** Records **

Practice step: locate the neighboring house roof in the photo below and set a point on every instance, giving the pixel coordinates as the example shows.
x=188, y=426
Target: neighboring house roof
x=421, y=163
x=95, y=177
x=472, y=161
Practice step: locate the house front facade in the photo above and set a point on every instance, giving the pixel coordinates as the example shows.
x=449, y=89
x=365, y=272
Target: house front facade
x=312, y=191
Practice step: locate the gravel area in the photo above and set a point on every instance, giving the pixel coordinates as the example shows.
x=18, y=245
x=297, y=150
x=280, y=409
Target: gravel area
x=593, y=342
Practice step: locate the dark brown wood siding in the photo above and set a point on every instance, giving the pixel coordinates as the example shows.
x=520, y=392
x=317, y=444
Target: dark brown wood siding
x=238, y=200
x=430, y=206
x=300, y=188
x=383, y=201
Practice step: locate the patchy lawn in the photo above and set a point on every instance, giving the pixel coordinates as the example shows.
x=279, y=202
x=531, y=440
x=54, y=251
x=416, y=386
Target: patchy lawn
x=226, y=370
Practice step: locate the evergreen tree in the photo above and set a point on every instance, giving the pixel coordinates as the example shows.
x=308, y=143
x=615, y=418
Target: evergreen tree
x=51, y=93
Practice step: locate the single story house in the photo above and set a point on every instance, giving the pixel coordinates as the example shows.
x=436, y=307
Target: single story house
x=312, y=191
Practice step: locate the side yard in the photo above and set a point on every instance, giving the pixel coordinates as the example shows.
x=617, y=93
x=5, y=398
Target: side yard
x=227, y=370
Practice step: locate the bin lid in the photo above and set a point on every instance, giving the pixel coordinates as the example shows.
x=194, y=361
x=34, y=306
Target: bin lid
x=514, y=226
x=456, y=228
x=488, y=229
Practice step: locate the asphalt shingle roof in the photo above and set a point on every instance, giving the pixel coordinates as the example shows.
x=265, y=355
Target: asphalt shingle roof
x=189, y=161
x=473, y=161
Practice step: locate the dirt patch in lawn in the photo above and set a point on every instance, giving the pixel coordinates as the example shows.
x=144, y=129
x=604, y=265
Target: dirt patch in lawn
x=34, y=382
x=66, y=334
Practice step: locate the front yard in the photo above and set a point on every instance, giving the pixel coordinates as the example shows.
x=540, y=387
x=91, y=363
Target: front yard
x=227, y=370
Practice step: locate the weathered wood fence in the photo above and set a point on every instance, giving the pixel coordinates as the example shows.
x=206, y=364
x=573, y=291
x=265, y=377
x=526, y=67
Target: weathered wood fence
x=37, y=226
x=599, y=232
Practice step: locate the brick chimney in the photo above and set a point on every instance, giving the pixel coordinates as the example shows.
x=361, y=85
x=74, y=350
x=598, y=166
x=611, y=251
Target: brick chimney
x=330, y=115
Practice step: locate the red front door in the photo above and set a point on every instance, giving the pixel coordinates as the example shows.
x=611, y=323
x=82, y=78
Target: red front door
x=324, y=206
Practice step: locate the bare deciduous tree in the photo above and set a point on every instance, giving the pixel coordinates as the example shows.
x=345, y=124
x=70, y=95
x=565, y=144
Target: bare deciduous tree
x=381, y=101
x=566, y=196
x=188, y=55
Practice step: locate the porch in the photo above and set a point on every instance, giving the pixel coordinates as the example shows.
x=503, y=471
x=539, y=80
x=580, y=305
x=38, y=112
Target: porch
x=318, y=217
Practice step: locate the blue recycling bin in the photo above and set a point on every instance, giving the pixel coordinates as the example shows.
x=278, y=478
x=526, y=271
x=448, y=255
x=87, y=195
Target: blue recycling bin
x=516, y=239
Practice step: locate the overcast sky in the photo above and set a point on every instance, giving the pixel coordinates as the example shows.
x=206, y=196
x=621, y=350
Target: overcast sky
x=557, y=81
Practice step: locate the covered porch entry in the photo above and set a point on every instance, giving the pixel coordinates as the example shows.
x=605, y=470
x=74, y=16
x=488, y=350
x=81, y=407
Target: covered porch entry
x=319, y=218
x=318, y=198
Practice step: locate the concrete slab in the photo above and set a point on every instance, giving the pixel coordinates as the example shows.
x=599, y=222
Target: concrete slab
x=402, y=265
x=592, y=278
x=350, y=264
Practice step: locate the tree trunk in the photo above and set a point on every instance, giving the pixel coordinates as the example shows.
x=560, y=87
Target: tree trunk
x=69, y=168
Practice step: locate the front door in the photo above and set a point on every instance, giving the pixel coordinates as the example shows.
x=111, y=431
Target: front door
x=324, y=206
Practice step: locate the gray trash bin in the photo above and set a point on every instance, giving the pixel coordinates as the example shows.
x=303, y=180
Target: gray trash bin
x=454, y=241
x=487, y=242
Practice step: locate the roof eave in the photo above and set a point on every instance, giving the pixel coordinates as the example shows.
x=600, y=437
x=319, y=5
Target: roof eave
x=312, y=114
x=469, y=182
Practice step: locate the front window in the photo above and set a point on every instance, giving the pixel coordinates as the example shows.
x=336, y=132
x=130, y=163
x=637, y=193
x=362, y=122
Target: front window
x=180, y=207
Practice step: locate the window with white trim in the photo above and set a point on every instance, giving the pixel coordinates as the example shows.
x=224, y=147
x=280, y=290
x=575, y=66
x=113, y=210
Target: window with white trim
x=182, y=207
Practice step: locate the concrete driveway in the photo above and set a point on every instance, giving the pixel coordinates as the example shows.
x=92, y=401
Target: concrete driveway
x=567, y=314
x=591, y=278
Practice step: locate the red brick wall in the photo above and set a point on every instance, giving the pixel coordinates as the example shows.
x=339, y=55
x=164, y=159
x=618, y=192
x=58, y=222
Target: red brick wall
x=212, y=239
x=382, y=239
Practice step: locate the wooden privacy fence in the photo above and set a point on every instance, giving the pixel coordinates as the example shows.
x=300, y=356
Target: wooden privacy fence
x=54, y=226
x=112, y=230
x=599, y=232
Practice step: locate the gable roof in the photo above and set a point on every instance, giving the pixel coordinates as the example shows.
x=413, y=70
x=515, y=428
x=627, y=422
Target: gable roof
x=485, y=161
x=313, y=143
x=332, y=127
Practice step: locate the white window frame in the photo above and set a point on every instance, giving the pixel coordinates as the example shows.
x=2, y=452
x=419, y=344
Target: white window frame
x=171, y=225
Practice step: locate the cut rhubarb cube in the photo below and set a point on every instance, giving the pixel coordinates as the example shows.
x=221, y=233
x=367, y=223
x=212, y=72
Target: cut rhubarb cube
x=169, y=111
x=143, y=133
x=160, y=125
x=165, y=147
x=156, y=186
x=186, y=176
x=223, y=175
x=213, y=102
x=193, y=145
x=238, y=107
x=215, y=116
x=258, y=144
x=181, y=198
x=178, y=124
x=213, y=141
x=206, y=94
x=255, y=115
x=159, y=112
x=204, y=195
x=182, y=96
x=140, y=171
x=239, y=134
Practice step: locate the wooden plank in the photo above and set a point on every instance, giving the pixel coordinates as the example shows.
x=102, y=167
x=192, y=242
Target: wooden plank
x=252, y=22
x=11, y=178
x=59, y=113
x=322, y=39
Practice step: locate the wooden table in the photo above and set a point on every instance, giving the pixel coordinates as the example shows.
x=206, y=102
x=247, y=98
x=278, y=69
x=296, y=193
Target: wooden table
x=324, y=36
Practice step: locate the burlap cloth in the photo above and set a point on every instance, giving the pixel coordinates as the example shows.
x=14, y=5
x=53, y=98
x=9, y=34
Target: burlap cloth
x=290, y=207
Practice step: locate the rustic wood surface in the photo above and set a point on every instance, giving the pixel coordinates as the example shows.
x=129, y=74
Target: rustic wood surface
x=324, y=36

** The problem **
Please render the data from the line containing "Practice step: locate the burlap" through the last line of the data as a JSON list of strings, with one string per line and blank lines omitted.

** Output of the exercise **
[
  "Practice step: locate the burlap cloth in the photo above and set a point on every instance, giving the pixel coordinates as the example shows.",
  "x=14, y=5",
  "x=53, y=98",
  "x=9, y=34",
  "Target: burlap cloth",
  "x=290, y=207",
  "Practice step: locate the rustic wood surface in the photo above and set a point on every instance, giving the pixel coordinates as the example shows.",
  "x=129, y=74",
  "Target: rustic wood surface",
  "x=324, y=36"
]